_Exercise directions_
Copy out every one of the items below word for word, but leave out the pictures.

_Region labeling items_

>>>

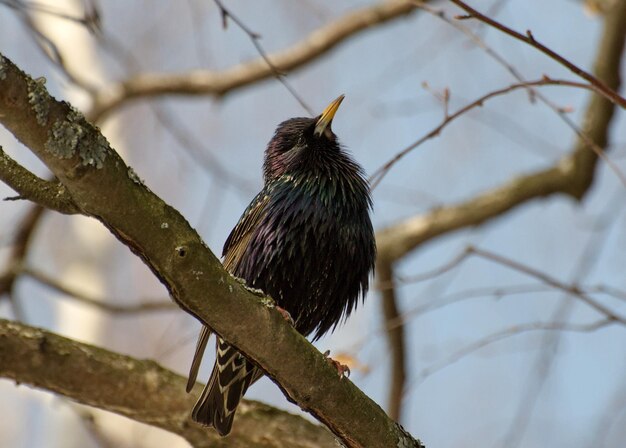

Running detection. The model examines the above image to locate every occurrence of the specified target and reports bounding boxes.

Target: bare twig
[450,0,626,108]
[376,258,406,421]
[213,0,314,115]
[468,247,626,324]
[409,319,615,388]
[17,267,179,314]
[90,0,416,120]
[370,76,626,188]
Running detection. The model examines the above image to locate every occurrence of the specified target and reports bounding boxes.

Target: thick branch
[377,1,626,261]
[89,0,416,121]
[0,319,336,448]
[0,53,421,447]
[0,147,78,214]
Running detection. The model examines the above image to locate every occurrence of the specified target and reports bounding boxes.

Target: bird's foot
[324,350,350,378]
[275,306,296,327]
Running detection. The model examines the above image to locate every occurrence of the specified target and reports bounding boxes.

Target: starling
[187,95,376,436]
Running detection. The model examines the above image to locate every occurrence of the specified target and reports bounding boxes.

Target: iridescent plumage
[188,96,376,435]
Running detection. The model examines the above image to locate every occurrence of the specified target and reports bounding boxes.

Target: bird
[187,95,376,436]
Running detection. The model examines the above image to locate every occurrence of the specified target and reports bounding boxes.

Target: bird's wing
[222,191,270,273]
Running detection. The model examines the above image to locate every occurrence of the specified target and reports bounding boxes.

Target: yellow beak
[314,95,345,137]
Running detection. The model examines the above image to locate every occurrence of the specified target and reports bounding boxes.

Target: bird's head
[263,95,344,182]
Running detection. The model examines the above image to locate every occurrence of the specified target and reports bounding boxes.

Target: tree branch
[0,53,421,447]
[0,146,78,215]
[89,0,416,121]
[450,0,626,109]
[0,319,336,448]
[376,1,626,261]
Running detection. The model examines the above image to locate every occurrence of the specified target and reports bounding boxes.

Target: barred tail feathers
[191,338,261,436]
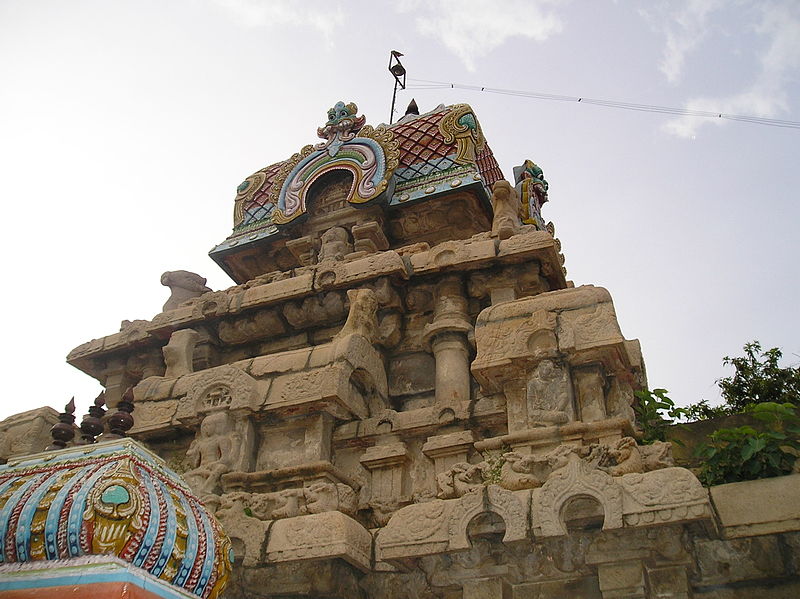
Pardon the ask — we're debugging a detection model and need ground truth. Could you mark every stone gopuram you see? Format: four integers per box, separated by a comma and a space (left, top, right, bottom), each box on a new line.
0, 102, 800, 599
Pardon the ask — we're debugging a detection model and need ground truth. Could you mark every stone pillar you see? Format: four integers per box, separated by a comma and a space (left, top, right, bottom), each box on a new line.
422, 431, 475, 474
463, 578, 513, 599
423, 275, 472, 405
597, 560, 647, 599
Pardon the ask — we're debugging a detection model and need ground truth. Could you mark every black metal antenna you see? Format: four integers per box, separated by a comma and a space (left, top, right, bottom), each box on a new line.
389, 50, 406, 125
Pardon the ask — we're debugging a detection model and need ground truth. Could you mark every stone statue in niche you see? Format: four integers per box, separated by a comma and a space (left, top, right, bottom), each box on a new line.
318, 227, 353, 262
526, 360, 575, 426
183, 412, 242, 496
161, 270, 211, 312
161, 329, 200, 379
492, 180, 520, 239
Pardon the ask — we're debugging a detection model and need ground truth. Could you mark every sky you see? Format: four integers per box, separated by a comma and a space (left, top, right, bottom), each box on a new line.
0, 0, 800, 418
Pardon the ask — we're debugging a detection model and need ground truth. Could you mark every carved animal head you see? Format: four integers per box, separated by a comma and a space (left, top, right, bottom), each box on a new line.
492, 179, 516, 205
161, 270, 211, 293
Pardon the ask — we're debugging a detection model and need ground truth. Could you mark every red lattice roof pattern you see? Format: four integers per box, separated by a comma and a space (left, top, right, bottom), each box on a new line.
475, 143, 503, 189
236, 106, 503, 223
391, 108, 456, 166
243, 160, 286, 212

<<<

_Problem solution_
Running detection. The model examines the above image to locate every occurrence of the specified target and reports bounding boxes.

Target: bare twig
[450,0,626,108]
[376,258,406,421]
[213,0,314,115]
[468,247,626,324]
[409,319,615,388]
[17,267,179,314]
[90,0,416,120]
[370,76,626,188]
Running detection. The model examines the above image to locate every occurrence of the specified target and reports bounding boxes.

Target: thick branch
[377,1,626,261]
[89,0,416,121]
[0,319,336,448]
[0,53,421,447]
[0,147,78,214]
Running detection. The model examines the above image to locate every occurrence of the specified target and reports bounding boxes.

Target: bird's foot
[324,350,350,378]
[275,306,296,327]
Running detection. The model examines the above image to locate every occurrence of the specified target and reports bounding boxes.

Target: starling
[187,95,376,436]
Running detection. The model examines the above image to locate every occurrence of the specified target and reports bounding boxes.

Target: iridescent plumage
[188,96,376,435]
Running detection. The model examines the above image to locate every occurrence of the specified target and reports bounding boxes.

Target: bird
[187,95,376,436]
Running detection. The model examines the above image to locate every occurrence of the specified target and reports bounding boxes.

Target: bird's wing
[222,191,270,273]
Running detection. The model examines the above image to locate every occurrence of the specified target and reports bounding boxes.

Target: yellow beak
[314,95,345,137]
Running detection. The model examines the above image to locate every occurrence of the specified target and reports bounding boxes.

Target: bird's head
[263,95,344,182]
Running detection. The model examines the above image to locate every occurrence of the specified target and reports bounding boxes.

Target: tree branch
[0,53,421,447]
[0,146,78,215]
[89,0,416,121]
[450,0,626,109]
[0,319,336,448]
[376,1,626,261]
Running detection. The model examines the above image to locate every occurrence of the specified target and reports bounding boxes.

Target: barred tail feathers
[191,338,261,436]
Pardon the ask — we're debugging a detection model and need ground truth. Could you mark every stone gopuram you see? Format: four integers per box, separated by a comma and a space (left, top, right, bottom), each box on a new line.
0, 102, 800, 599
Pardon the ask — we're debugging a detection model and need ground truth. Could you mark every stone pillar you see? Format: four integers per box, separated by a comma and a space (left, top, right, bottom), each box on a new line.
422, 431, 475, 474
463, 578, 513, 599
423, 275, 472, 405
597, 560, 647, 599
Pardon the ask — we're debugging a detection model and need ground truth. Could you mark every black metal antenna you see? Format: four integers per box, separated by a comma and a space (left, top, right, bottom), each box on a new line.
389, 50, 406, 125
Pardon the ask — we're debugging a detection model and need ground truth. Could you mark every stone statue in niche you see? Format: four integers per box, separated by a comma and a space (left, top, right, bottom), each box on a new line.
318, 227, 353, 262
526, 360, 575, 426
183, 412, 242, 496
161, 270, 211, 312
161, 329, 200, 379
492, 180, 520, 239
Pardon the ask — we're debugging a detection model and need ground truth. Could you mark every sky you see? Format: four integers per box, separated by a comma and a space (left, top, right, bottom), each box on a new line.
0, 0, 800, 418
Pardon the ask — we're debugging a detection model and need ground truth. Could you mark every carved animal head you see? Format: four integers per box, separated by a comma and a space (left, top, right, bottom), each box on a new line.
492, 179, 516, 205
161, 270, 211, 293
Pardon the ask — we're debugging a detection model and need ground truth. Could you mark every red lattice roof pattern you see? Format: four integers per box, separated by a comma and a space (left, top, right, bottom), each box on a new line.
475, 143, 503, 189
236, 106, 503, 223
391, 108, 456, 166
243, 160, 286, 212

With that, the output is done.